** Prompt A **
In the post about Propeller support for the Rustc compiler, what process does Propeller help avoid that can be tricky for really large binaries?
** Prompt B **
Carry on the post about Propeller support for the Rustc compiler from its final line.

** Page **
+++

Add Propeller support to the Rustc compiler

Hi!

I suggest adding to the Rustc compiler support for the Propeller Post-Link time Optimization (PLO) as a step forward to the currently existing Profile-Guided Optimization (PGO) infrastructure.

You can think about Propeller as an alternative to the LLVM BOLT which is already can be used for Rust programs with cargo-pgo. Propeller is an interesting alternative since it does not require an additional external tool for the optimization process (LLVM BOLT has such a "limitation"). Also, it helps to avoid the disassemble-assemble process which can be tricky for really large binaries (I already met some issues with optimizing ClickHouse binary with BOLT).

I have a bunch of hopefully helpful links about the topic:

After adding Propeller support to the Rustc compiler, I suggest adding an additional mode to cargo-pgo as it's already done for BOLT.

Mentioning here @Kobzol as a Rust PGO hero :slight_smile:

Hi :slight_smile: Couple of notes.

+++

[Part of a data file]
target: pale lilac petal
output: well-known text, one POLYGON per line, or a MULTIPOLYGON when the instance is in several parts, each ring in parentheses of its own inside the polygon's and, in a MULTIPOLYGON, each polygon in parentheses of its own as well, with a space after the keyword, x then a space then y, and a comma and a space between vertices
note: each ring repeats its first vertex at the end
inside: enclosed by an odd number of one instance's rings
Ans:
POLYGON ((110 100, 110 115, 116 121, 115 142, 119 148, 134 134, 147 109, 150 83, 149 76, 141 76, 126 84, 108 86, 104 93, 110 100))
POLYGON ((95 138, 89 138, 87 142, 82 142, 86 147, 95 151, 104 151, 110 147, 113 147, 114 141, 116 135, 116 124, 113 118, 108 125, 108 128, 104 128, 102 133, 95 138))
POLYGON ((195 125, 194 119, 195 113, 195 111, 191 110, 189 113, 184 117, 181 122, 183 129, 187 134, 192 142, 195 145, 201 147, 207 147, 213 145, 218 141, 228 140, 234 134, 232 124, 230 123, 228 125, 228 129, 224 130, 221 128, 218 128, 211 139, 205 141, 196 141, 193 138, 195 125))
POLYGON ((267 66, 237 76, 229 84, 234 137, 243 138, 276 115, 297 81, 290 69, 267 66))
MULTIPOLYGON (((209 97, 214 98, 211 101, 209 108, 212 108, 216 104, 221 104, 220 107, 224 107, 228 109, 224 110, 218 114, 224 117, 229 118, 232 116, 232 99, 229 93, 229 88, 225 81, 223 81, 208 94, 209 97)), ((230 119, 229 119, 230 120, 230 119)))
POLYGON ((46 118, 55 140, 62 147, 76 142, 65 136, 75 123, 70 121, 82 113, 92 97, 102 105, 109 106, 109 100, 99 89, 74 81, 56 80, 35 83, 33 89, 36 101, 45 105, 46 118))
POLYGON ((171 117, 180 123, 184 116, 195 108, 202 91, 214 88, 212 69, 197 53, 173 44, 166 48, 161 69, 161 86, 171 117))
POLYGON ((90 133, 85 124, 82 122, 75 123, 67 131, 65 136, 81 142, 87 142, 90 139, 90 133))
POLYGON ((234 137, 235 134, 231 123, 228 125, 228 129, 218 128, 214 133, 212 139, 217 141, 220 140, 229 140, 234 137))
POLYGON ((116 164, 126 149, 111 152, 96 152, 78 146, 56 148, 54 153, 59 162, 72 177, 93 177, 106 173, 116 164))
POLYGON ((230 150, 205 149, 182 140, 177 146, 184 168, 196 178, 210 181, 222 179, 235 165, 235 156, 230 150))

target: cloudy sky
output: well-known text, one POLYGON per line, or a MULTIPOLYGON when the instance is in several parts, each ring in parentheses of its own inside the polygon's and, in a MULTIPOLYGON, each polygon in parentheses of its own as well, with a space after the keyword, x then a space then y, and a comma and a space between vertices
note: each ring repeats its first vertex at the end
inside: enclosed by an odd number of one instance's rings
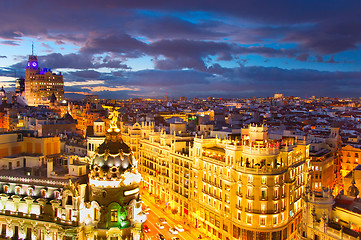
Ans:
POLYGON ((358 97, 359 0, 0 2, 0 81, 34 42, 68 97, 358 97))

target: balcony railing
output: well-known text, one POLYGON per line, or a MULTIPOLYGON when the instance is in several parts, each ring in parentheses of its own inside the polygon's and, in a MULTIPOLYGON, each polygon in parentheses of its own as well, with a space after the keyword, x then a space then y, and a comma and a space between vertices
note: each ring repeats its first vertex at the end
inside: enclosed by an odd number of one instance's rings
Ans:
POLYGON ((249 200, 254 200, 254 195, 246 195, 246 198, 249 200))

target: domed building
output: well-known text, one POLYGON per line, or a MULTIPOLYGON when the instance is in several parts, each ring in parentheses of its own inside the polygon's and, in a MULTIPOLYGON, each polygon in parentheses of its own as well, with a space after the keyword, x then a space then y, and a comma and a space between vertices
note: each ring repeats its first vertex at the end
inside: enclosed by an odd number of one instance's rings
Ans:
POLYGON ((117 114, 112 114, 105 141, 91 158, 89 202, 102 206, 98 237, 140 239, 141 225, 146 220, 139 194, 141 176, 136 159, 122 140, 117 114))
POLYGON ((111 119, 88 175, 67 180, 0 174, 1 239, 143 239, 137 160, 122 140, 118 112, 111 119))

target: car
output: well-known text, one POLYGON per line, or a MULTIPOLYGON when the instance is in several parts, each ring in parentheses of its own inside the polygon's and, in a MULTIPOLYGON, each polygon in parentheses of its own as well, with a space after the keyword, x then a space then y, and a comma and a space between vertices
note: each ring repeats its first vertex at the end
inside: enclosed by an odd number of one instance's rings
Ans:
POLYGON ((147 225, 144 224, 144 232, 150 232, 150 229, 147 225))
POLYGON ((165 218, 159 218, 159 222, 163 224, 167 224, 167 220, 165 220, 165 218))
POLYGON ((157 227, 158 227, 159 229, 164 229, 164 225, 161 224, 161 223, 156 223, 155 225, 157 225, 157 227))
POLYGON ((183 228, 183 226, 180 225, 180 224, 175 225, 174 228, 177 229, 178 232, 184 232, 184 228, 183 228))
POLYGON ((175 228, 169 228, 169 232, 170 232, 171 234, 173 234, 173 235, 178 234, 178 231, 177 231, 177 229, 175 229, 175 228))
POLYGON ((163 234, 158 233, 158 234, 157 234, 157 239, 159 239, 159 240, 165 240, 165 237, 163 236, 163 234))

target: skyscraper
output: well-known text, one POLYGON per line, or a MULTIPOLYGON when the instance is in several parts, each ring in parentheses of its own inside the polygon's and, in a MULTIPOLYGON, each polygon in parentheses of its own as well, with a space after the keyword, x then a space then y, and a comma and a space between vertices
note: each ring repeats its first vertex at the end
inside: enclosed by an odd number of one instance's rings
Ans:
POLYGON ((64 99, 63 75, 47 68, 40 69, 37 57, 30 55, 25 71, 25 99, 28 105, 47 104, 53 93, 57 101, 64 99))

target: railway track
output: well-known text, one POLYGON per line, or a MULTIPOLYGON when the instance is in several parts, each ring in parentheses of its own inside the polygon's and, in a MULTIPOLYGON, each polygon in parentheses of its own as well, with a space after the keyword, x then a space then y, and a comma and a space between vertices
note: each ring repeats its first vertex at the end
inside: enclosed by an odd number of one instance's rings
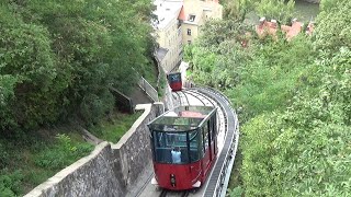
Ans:
POLYGON ((148 194, 140 192, 140 195, 138 196, 225 196, 239 141, 238 119, 235 111, 231 108, 230 101, 224 94, 211 88, 185 89, 183 91, 173 92, 172 97, 176 101, 174 104, 177 103, 179 106, 205 105, 218 107, 218 125, 222 128, 222 131, 218 134, 218 141, 223 141, 223 144, 219 148, 220 151, 218 152, 217 160, 214 163, 211 175, 207 177, 206 183, 199 188, 199 190, 191 193, 189 190, 155 190, 154 186, 155 194, 152 193, 152 188, 149 188, 151 192, 148 192, 148 194))

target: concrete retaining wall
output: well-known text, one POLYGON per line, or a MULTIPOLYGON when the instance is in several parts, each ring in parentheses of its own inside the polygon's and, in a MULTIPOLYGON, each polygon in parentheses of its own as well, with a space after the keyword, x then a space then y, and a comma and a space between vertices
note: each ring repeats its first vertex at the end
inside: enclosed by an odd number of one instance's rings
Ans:
POLYGON ((151 162, 146 124, 162 113, 162 108, 161 103, 137 105, 136 109, 144 113, 118 143, 98 144, 90 155, 60 171, 25 197, 125 196, 151 162))

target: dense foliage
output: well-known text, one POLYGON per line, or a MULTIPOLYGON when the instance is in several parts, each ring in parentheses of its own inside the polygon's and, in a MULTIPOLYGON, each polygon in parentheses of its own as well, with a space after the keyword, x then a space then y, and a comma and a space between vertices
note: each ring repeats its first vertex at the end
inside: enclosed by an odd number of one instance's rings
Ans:
POLYGON ((109 86, 127 92, 151 67, 151 3, 7 0, 0 3, 0 131, 113 108, 109 86))
MULTIPOLYGON (((321 8, 312 37, 212 31, 185 50, 192 79, 220 88, 240 108, 242 186, 233 196, 241 188, 246 196, 350 194, 351 3, 325 0, 321 8), (249 37, 247 45, 238 37, 249 37), (215 42, 204 45, 208 38, 215 42), (218 85, 223 79, 229 82, 218 85)), ((233 31, 225 23, 207 25, 233 31)))

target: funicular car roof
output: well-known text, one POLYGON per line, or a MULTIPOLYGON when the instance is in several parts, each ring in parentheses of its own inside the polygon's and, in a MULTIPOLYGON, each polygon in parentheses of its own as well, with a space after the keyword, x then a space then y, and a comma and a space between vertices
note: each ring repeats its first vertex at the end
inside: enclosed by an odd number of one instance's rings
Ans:
POLYGON ((216 107, 213 106, 179 106, 163 113, 150 121, 148 126, 151 130, 158 131, 193 130, 200 127, 215 111, 216 107))

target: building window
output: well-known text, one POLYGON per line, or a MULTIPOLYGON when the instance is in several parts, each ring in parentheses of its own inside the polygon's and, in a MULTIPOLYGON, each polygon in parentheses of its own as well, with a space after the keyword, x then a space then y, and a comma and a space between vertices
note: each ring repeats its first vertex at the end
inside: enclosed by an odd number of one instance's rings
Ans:
POLYGON ((191 35, 191 30, 190 28, 188 28, 186 34, 191 35))
POLYGON ((190 22, 194 22, 194 21, 195 21, 195 15, 189 14, 189 21, 190 21, 190 22))

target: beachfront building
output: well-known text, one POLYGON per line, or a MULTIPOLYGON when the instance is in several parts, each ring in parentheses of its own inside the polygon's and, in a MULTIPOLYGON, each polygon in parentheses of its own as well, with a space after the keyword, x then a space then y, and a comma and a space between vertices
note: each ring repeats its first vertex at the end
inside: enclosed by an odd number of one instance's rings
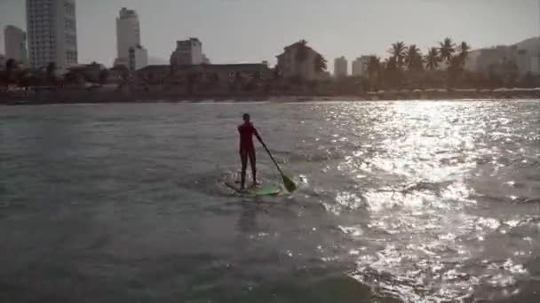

+++

** Task result A **
The disassemble-assemble process.

** Task result B **
Are there some benchmarks that show how much/if is Propeller better than BOLT? I skimmed through the Propeller paper and it seemed to me that it's motivation was focused on distributed builds and warehouse-scale applications, which is not necessarily something that might be useful for the Rust compiler itself. Really the paper looked to me like Google is basically trying to reproduce BOLT, but with lower memory usage when optimizing binaries. I haven't really seen significant performance improvements of Propeller over BOLT. BOLT seems to generate much larger binaries, that's true, but that's an implementation issue that will be hopefully eventually resolved, with the layout rewrite.

Regarding adding support for any Rust programs, Rustc doesn't support BOLT directly, and probably shouldn't even know about it. You just pass some additional opaque linker flags to Rustc if you want the resulting binary to be BOLT-compatible. It would be ideal to have the same workflow for Propeller - if the binary needs to be compiled in some special way in order to support Propeller, and ideal way would be to just pass some -Cllvm-args=<propeller flags> to LLVM, so that the Rust compiler doesn't need to know about it at all (same as with BOLT).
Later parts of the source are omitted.